[Quoted passage — start]

Text Mining: Detect Strings: Word Lookup in a Large Corpus of Phrases Using a Large Dictionary

aourednik · December 6, 2021, 5:04pm

I am trying to port a multithreaded #RStats algorithm for detecting strings from a 200k long dictionary in a corpus of 1 million phrases (cf. Text Mining: Detect Strings: Very Fast Word Lookup in a Large Dictionary in R with data.table and matrixStats – Maps and Spaces).

So far, my R code (calling Cpp libraries data.table and matrixStats) is much faster. Can you help improve the Julia translation ? I.e. optimize the last two lines of the code below.

## Imports
import Pkg; Pkg.add("DataFrames")
using Random, DataFrames, StatsBase

## Preparing random text sample and dictionary
mseq = 1:1000000
reference = String[]
textdata = DataFrame(
    id = mseq,
    textlong = "",
    occurs = 0
) 
Threads.@threads for i in mseq
    push!(reference,randstring('A':'Z', 5))
    textdata[i,"textlong"] = join([randstring('A':'Z', 5) for i in 1:rand(1:10)]," ")
end
reference = unique(reference)
reference = reference[1:200000]

## Running the detection
### for each reference entry generate a bytestring vector of length = nrows of textdata matrix 
### then sums vectors 
textdata.occurs  = [occursin.(x,textdata.textlong) for x = reference] |> sum 
result = filter(row -> row.occurs > 0 ,textdata)

aourednik · December 6, 2021, 5:09pm

Suggested help by Szymon Bęczkowski :

I don’t know how to use it yet

odow · December 6, 2021, 10:18pm

I’ve moved this out of the “Optimization (Mathematical)” section to “Performance”.

You should start by reading the Julia performance tips:

https://docs.julialang.org/en/v1/manual/performance-tips/

aourednik · December 7, 2021, 4:07am

Followed some performance tips with no noticeable change for any of those I managed to use. Either they have no effect or don’t seem to apply to my use-case.
It is very hard to understand how to do promise / await, like in JS; also no async-safe package for array-pushing like foreach in R.
I’m giving up and returning to R for now.
Perhaps in Julia 2 code will be simpler to optimize and more higher-level wrappers will be around. The version below is the best I’ve got so far.

import Pkg; Pkg.add("DataFrames")
Threads.nthreads()

## Preparing random text sample and dictionary a
### This part only takes less than a second
textdata_ids = 1:100000
textdata_textlong = String[] ### Types should be declared for performance
textdata_occurs = Int[]
reference = String[]
using Random
for i in textdata_ids
    push!(reference,randstring('A':'Z', 5))
    push!(textdata_textlong,join([randstring('A':'Z', 5) for j in 1:rand(1:10)]," "))
end
reference = unique(reference)

[Quoted passage — finish]

Please quote word for word the part of the forum thread that opens with the words containing "aourednik · December 7, 2021, 4:07am" and closes with "foreach in R.". The lines that come next have no connection to the forum thread.

[Given records — start]

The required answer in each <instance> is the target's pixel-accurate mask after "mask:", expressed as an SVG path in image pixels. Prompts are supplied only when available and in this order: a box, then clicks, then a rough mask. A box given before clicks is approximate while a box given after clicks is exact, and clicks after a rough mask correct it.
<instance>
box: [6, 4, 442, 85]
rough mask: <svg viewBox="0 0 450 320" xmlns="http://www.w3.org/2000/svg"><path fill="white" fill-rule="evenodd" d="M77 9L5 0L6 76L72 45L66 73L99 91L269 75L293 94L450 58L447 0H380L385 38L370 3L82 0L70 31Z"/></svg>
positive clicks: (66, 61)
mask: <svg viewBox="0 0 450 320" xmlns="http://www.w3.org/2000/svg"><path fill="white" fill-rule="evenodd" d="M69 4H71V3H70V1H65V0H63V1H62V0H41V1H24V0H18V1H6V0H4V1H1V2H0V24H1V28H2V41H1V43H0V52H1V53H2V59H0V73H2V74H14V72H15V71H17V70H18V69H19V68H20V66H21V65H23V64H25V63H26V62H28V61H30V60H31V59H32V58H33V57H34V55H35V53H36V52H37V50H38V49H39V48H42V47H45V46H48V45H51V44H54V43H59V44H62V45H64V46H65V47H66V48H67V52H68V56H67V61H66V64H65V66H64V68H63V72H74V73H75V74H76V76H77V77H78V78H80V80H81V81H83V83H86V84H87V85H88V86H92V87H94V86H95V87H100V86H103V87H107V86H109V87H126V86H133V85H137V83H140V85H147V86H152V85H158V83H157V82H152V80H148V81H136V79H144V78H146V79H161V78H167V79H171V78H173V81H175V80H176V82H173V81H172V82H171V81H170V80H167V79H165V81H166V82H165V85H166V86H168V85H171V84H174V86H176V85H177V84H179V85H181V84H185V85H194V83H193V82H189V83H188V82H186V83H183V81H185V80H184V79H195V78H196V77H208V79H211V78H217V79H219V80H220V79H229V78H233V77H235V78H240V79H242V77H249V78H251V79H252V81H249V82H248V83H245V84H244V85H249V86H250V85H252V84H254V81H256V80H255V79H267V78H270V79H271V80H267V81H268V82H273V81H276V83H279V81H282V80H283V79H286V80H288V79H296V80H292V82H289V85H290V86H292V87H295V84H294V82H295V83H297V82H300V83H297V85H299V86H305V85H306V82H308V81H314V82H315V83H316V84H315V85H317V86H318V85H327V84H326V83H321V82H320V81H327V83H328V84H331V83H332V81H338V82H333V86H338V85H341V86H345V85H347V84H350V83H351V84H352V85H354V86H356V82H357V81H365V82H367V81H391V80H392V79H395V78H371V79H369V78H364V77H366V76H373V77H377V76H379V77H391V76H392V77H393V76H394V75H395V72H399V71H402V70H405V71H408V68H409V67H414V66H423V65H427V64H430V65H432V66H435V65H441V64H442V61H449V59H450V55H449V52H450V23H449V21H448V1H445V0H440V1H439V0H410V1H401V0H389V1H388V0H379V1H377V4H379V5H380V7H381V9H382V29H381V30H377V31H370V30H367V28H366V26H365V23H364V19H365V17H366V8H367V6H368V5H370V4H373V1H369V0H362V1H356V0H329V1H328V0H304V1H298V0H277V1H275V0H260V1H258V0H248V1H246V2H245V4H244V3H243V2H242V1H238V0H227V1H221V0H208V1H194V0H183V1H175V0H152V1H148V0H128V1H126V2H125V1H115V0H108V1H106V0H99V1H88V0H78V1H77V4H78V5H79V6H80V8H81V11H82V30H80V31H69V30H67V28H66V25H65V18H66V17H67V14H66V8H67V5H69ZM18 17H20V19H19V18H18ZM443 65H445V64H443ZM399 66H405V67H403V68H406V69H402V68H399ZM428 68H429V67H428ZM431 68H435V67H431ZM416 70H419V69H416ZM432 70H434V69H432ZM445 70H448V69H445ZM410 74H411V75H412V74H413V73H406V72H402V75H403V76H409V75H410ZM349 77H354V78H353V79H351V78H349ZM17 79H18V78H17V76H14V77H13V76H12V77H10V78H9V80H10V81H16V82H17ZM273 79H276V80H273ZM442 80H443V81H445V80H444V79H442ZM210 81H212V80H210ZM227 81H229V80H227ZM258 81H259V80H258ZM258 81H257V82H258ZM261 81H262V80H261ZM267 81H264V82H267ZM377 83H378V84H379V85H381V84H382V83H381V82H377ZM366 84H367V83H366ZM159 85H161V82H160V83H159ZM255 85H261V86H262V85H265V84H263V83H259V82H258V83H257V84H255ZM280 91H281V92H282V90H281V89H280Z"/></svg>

[Given records — finish]

■ Result:
aourednik · December 7, 2021, 4:07am

Followed some performance tips with no noticeable change for any of those I managed to use. Either they have no effect or don’t seem to apply to my use-case.
It is very hard to understand how to do promise / await, like in JS; also no async-safe package for array-pushing like foreach in R.